§ Passage proposé
___

Chacune de nous aime à se rappeler l'impression produite en nos âmes dès nos premiers pas dans la sainte carrière par l'esprit de famille que cette bonne Mère avait implanté si avant dans son petit Carmel. Nous ne devons pas oublier de vous dire en particulier, ma Révérende Mère, l'agrément que notre bien chère Mère savait répandre sur nos récréations qu'elle alimentait par des récits charmants. Elle avait un talent rare et presque inimitable pour rajeunir les histoires traditionnelles et en égayer les nouvelles arrivées. Ayant connu beaucoup d'anciennes Mères et Soeurs, elle avait un répertoire complet et une mémoire prodigieuse qu'elle mettait toujours à contribution de la meilleure grâce du monde.

Notre Mère bien-aimée nous sustentait abondamment du pain sacré de la divine parole. Ses lèvres distillaient toujours et par dessus tout la vérité ; elle était claire et lumineuse dans ses en­seignements, soit pour la réception des sujets, soit pour ses chapitres. Elle aimait surtout à re­venir sur la nécessité de la garde du coeur et sur le soin avec lequel on doit le garantir de toute

souillure et le purifier après ses fautes. Dans ses chapitres du Vendredi Saint, son âme débordait de tendresse et de compassion pour notre Divin Rédempteur, afin de nous embraser d'amour.

___

§ Données extraites
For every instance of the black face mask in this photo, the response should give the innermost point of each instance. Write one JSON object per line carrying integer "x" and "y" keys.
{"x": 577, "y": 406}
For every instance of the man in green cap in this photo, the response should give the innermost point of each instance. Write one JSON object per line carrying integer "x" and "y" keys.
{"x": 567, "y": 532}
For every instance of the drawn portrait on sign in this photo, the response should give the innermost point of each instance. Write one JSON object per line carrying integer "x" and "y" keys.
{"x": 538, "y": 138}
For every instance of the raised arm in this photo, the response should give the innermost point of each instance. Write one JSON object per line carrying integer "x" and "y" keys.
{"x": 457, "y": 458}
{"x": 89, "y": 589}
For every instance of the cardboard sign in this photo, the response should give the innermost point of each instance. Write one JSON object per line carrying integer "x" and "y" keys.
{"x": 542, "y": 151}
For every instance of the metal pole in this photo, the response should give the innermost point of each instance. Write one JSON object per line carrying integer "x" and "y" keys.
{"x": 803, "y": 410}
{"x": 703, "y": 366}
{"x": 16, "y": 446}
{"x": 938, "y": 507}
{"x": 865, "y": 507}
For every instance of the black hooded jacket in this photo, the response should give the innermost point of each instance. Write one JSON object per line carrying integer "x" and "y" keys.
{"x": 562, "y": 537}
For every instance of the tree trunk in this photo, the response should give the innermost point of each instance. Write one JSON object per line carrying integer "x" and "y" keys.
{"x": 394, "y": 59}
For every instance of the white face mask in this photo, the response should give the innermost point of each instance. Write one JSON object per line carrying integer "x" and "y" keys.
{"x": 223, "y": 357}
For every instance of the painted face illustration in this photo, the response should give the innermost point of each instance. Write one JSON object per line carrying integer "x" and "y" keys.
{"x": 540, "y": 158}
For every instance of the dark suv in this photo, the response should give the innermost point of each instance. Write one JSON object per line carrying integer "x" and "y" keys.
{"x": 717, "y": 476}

___

§ Consignes
a: Traduisez en anglais cette phrase du passage proposé : « Notre Mère bien-aimée nous sustentait abondamment du pain sacré de la divine parole. »
b: Prolongez en français le passage sur la Mère de ce petit Carmel, à la suite de sa dernière phrase.

§ Réponses
a: Our beloved Mother nourished us abundantly with the sacred bread of the divine word.

b:
Ma Révérende Mère, pour vous dire quelque chose de l'esprit intérieur qui animait notre bonne Mère Henriette il faudrait pour cela une autre plume que la notre. Nous sentons hélas tout à fait impuissante à vous en donner une idée. Déjà vous avez compris qu elle n'eut jamais rien de léger ni de puéril, mais quelle examinait et pénétra toute chose par rapport à Dieu et à l'éternité. Notre Seigneur aimait ardemment cette âme capable de tant d'amour. A diverses époques de sa vie, Il daigna lui donner de vives lumières sur ses mystères d'anéantissement et d'abjection, et ces vues l'enflammèrent tellement d'une passion de vivre dans cette voie qu'elle s'y engagea par la consécration suivante :

 

ACTE DE CONSÉCRATION DE MOI-MÊME A JÉSUS ANÉANTI.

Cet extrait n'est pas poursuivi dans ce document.